(Travail demandé):
(1) Recopiez à l'identique le passage du texte sur Habermas qui va de « Consensus et dissensus » jusqu'à « choix au consensus. ».
(2) Rédigez la suite du texte sur Habermas à partir de sa dernière phrase.

(Texte fourni):

_ _ _ _ _ _ _

Consensus et dissensus chez Jürgen Habermas
Jean Willy Biayi
- Institut Supérieur Pédagogique de Mbujimayi
Résumé
Une société se nourrit du dialogue, de la délibération publique rationnelle, de la négociation, de compromis, du consensus. Mais cette exigence de consensus ne saurait être indifférente aux différences, c’est – à – dire, aux espaces d’hétérogénéité ou de « dissensus ». Pour penser juste, il faut situer la dynamique agonistique du politique entre le consensus et le pluralisme en accordant une place de choix au consensus.
Mots Clés : Démocratie, consensus, dissensus, agonistique, Jürgen Habermas
Introduction
Dans la culture publique des démocraties modernes, la question du pluralisme est fondamentale, si importante, qu’elle est considérée comme l’essence de la démocratie. Mais, la démocratie est-elle réductible à cette seule finalité pluraliste ?v
L’invention démocratique de la modernité réside-t-elle dans la seule démarche agonistique, c’est-à-dire, dans la mise en évidence de ce qui dans la société est facteur de conflit, de lutte ? Une démocratie viable ne se nourrit-elle pas aussi de négociation, de compromis, de sphères de consensus ? Quelle forme de consensus peut alors permettre une démocratie viable ? Y a-t-il compatibilité ou non entre la recherche de consensus et le fait du pluralisme ?
C’est pour élucider ce problème précis que nous pensons utile de recourir à la philosophie politique de Jürgen Habermas. Héritier du Siècle des Lumières et de la « Théorie critique » (Ecole de Francfort), Habermas propose un ambitieux projet de défense de la modernité. Il cherche à reconsidérer les potentialités émancipatrices de la démocratie à travers une théorie du consensus par la libre discussion.

_ _ _ _ _ _ _

(Données fournies):
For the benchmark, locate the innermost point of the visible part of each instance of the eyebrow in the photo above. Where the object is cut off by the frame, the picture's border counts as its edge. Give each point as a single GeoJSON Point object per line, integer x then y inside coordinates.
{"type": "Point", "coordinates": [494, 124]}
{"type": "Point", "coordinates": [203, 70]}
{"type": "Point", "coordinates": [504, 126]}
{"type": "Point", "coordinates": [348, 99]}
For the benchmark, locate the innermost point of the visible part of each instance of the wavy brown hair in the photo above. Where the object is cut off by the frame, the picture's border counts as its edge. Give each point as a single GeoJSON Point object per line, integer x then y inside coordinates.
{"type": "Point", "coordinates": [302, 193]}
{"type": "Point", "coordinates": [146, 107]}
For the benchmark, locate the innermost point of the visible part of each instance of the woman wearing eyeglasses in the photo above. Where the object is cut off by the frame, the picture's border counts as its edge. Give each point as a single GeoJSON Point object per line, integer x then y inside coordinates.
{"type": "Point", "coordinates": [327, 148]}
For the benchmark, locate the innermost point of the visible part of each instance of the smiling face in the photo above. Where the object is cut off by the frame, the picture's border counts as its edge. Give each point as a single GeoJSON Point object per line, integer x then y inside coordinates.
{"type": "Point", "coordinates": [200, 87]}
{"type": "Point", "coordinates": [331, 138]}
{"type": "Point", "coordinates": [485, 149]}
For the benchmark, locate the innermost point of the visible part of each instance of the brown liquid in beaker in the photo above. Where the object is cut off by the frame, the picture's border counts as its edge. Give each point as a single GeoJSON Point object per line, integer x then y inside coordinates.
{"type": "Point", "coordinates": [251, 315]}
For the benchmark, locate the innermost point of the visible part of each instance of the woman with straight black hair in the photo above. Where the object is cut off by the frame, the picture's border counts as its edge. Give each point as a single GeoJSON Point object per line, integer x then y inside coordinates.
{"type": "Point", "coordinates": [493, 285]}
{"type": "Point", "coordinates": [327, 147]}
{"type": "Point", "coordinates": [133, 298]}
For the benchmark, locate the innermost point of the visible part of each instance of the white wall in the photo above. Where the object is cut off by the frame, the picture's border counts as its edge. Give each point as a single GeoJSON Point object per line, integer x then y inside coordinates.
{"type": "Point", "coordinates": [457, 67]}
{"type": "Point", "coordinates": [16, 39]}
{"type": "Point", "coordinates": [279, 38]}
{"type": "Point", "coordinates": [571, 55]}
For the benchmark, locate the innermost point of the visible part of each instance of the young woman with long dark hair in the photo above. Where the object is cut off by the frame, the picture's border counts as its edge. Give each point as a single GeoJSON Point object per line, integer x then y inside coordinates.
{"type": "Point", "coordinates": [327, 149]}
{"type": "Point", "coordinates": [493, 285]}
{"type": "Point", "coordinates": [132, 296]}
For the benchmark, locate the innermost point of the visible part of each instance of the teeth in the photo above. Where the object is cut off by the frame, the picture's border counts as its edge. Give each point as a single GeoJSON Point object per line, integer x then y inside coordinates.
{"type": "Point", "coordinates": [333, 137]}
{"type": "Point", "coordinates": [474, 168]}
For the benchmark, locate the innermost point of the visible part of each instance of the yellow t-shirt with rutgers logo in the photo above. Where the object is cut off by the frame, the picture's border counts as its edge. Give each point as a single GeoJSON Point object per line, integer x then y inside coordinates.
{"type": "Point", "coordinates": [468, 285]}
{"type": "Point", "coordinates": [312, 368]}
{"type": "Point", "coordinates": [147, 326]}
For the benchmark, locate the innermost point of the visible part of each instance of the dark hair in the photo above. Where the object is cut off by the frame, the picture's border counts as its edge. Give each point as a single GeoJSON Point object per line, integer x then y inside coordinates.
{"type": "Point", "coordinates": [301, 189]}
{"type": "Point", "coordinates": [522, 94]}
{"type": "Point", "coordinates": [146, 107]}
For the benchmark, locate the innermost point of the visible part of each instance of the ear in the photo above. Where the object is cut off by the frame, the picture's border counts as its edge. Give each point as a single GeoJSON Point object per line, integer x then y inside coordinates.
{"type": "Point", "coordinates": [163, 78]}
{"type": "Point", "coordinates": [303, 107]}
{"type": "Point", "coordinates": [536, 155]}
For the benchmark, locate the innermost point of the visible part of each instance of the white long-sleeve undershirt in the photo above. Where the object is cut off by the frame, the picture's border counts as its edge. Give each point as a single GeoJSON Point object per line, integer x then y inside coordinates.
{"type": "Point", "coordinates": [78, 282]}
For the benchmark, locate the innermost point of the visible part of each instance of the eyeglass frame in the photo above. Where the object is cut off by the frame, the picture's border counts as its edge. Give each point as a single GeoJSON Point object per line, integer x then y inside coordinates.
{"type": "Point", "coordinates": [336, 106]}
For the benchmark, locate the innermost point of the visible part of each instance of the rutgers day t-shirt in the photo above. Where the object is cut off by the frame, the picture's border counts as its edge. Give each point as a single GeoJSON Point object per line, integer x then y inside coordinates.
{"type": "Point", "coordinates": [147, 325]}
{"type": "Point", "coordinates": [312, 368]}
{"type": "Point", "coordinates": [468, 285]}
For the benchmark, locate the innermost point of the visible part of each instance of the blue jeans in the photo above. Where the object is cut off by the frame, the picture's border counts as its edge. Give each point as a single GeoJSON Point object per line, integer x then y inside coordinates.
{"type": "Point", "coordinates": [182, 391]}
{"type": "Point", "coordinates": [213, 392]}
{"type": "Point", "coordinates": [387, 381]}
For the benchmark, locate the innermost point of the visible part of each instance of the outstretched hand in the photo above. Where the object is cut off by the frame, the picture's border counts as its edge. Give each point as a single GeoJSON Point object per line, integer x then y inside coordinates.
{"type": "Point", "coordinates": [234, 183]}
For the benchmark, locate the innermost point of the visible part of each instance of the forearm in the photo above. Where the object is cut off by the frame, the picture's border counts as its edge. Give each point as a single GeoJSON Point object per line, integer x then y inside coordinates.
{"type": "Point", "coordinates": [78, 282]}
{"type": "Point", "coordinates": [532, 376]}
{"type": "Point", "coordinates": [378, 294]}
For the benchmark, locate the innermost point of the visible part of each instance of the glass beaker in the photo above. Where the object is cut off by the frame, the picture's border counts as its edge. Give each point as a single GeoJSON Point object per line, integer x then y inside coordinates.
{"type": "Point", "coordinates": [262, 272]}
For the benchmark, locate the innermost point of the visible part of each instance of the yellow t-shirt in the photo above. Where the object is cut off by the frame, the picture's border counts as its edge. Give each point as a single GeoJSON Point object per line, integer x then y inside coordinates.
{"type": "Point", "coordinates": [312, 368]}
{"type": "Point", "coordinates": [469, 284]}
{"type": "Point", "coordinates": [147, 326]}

_ _ _ _ _ _ _

(Résultats de l'exercice):
(1)
Consensus et dissensus chez Jürgen Habermas
Jean Willy Biayi
- Institut Supérieur Pédagogique de Mbujimayi
Résumé
Une société se nourrit du dialogue, de la délibération publique rationnelle, de la négociation, de compromis, du consensus. Mais cette exigence de consensus ne saurait être indifférente aux différences, c’est – à – dire, aux espaces d’hétérogénéité ou de « dissensus ». Pour penser juste, il faut situer la dynamique agonistique du politique entre le consensus et le pluralisme en accordant une place de choix au consensus.

(2)
C’est dire que le pluralisme et le monisme, l’un et le multiple ou l’autre et le même, loin d’être des notions absolument incompatibles, devraient être pensés comme deux exigences corrélatives, deux pôles dialectiques. Sans l’un de ces deux éléments, il n’y a pas de réelle situation de démocratie, mais soit un régime de domination totalitaire reposant sur l’homogénéité de la pensée unique, soit une politique libertariste et relativiste dépourvue de projet de vivre ensemble. L’on aboutit à l’embrigadement des libertés ; de l’autre, à la dissolution anarchiste du lien social. La démocratie ne met donc pas fin aux conflits et ne conduit pas irrémédiablement au consensus.
Au moyen de la méthode dialectique, laquelle examine la démocratie dans une harmonie des contraires ‘consensus-dissensus’, notre étude intègre dans la démocratie moderne, – conçue comme synthèse provisoire de la thèse-consensus et l’antithèse- dissensus, dans un processus d’engendrement, d’évolution faite de continuité, de rupture, de révolutions et de convulsions- la dimension incontournable du consensus.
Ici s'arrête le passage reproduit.